Material provided:

_ _ _ _ _ _ _

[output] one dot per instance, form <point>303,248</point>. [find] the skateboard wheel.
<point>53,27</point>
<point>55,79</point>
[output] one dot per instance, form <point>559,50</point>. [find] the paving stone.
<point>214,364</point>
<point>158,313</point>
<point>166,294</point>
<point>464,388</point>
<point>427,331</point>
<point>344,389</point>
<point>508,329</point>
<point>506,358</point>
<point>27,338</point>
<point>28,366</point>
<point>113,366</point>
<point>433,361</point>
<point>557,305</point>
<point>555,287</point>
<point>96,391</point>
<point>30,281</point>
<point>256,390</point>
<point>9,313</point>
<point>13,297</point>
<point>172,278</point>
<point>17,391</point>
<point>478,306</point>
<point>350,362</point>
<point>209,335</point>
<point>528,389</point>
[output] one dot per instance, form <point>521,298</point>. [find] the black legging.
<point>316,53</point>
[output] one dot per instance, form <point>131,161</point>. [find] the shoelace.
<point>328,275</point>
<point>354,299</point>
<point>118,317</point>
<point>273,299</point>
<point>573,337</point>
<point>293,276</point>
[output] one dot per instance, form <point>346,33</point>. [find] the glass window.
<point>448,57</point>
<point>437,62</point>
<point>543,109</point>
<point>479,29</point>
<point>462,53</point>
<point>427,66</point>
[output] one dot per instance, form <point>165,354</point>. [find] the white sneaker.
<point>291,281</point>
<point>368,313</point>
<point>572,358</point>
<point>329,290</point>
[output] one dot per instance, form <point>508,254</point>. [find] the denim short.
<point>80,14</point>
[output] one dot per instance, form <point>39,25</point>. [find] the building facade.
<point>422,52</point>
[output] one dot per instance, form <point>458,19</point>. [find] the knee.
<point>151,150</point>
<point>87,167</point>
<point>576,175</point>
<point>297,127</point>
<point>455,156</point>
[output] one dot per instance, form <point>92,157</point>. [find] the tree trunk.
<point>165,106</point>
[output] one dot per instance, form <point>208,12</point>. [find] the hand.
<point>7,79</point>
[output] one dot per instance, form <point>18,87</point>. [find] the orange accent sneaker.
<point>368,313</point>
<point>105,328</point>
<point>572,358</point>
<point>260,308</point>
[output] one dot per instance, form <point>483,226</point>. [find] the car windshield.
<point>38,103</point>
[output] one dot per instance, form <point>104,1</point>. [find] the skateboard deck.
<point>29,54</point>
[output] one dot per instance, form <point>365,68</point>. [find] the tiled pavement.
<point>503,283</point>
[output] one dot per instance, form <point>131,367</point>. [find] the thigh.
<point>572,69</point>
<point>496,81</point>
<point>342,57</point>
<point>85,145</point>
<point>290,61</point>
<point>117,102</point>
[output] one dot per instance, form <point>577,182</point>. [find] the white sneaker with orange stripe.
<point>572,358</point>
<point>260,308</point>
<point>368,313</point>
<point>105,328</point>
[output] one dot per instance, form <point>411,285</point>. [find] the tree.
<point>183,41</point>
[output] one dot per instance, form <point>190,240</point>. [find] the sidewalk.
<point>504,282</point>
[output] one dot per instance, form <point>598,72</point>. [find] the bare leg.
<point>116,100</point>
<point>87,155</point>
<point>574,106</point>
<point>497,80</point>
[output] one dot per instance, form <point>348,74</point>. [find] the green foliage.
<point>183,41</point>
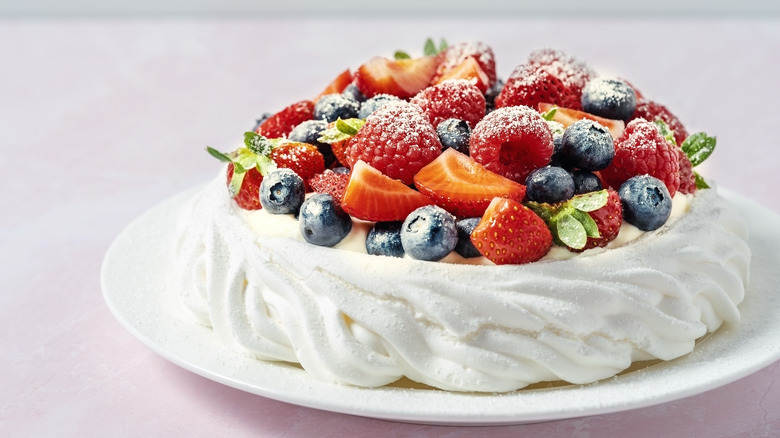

_ _ _ _ _ _ _

Problem requirements:
Copy out every item above word for word, leaving out the picture.

Result of this exercise:
[output] one dot per instance, form <point>303,248</point>. [find] the skateboard wheel.
<point>53,27</point>
<point>55,79</point>
[output] one dot per instance, form <point>559,50</point>. [find] the paving stone.
<point>214,364</point>
<point>158,313</point>
<point>166,294</point>
<point>464,388</point>
<point>427,331</point>
<point>344,389</point>
<point>508,329</point>
<point>506,358</point>
<point>27,338</point>
<point>28,366</point>
<point>113,366</point>
<point>433,361</point>
<point>557,305</point>
<point>555,287</point>
<point>96,391</point>
<point>30,281</point>
<point>256,390</point>
<point>9,313</point>
<point>13,297</point>
<point>172,278</point>
<point>17,391</point>
<point>478,306</point>
<point>350,362</point>
<point>209,335</point>
<point>528,389</point>
[output] one dot per instance, form <point>521,298</point>. [find] the black legging.
<point>316,53</point>
[output] one dot per instance, form <point>131,161</point>. [find] the shoelace.
<point>328,275</point>
<point>354,299</point>
<point>118,317</point>
<point>273,299</point>
<point>573,337</point>
<point>293,276</point>
[output] one dot per instance, form <point>346,33</point>. [find] the glass window.
<point>448,57</point>
<point>437,62</point>
<point>543,109</point>
<point>479,29</point>
<point>462,53</point>
<point>427,66</point>
[output] one dot per instance, form <point>165,354</point>. [find] the white sneaker.
<point>291,281</point>
<point>368,313</point>
<point>572,358</point>
<point>329,290</point>
[output] one dot per instance, form <point>508,254</point>. [find] the denim short.
<point>80,14</point>
[output] one dot per instance, form <point>39,25</point>. [find] the building facade.
<point>422,52</point>
[output] one dot per instance, form <point>458,19</point>. [find] the knee.
<point>151,150</point>
<point>87,167</point>
<point>576,175</point>
<point>297,127</point>
<point>455,156</point>
[output] one dot per instance, form <point>92,157</point>. [find] the tree trunk.
<point>165,106</point>
[output] one dot per instance, form <point>208,12</point>. [find] the hand.
<point>7,79</point>
[output] one dot per instance, form <point>18,87</point>. [find] the orange accent sneaker.
<point>368,313</point>
<point>105,328</point>
<point>572,358</point>
<point>260,308</point>
[output] one dot per instance, form <point>483,226</point>. [find] the car windshield.
<point>38,103</point>
[output] one dot per instance, form <point>104,1</point>. [find] the skateboard deck.
<point>29,54</point>
[output] one dot per instance, form <point>365,68</point>. [find] the tiled pavement.
<point>503,283</point>
[output] one dot per instance, form <point>131,367</point>. [find] the thigh.
<point>572,69</point>
<point>496,81</point>
<point>342,57</point>
<point>85,145</point>
<point>290,61</point>
<point>117,102</point>
[output] one dot per instance, form <point>577,182</point>. [find] the white sneaker with orange stripe.
<point>572,358</point>
<point>260,308</point>
<point>368,313</point>
<point>105,328</point>
[output] one dot per instance, form <point>411,285</point>. [find] the tree.
<point>183,41</point>
[output] one dot per instance, form <point>190,240</point>. [find] the sidewalk.
<point>504,282</point>
[output] one dot per instance, form <point>598,72</point>. [find] the bare leg.
<point>116,100</point>
<point>87,155</point>
<point>574,106</point>
<point>497,80</point>
[output] one dot per instance, form <point>348,74</point>. [find] the green foliage.
<point>183,41</point>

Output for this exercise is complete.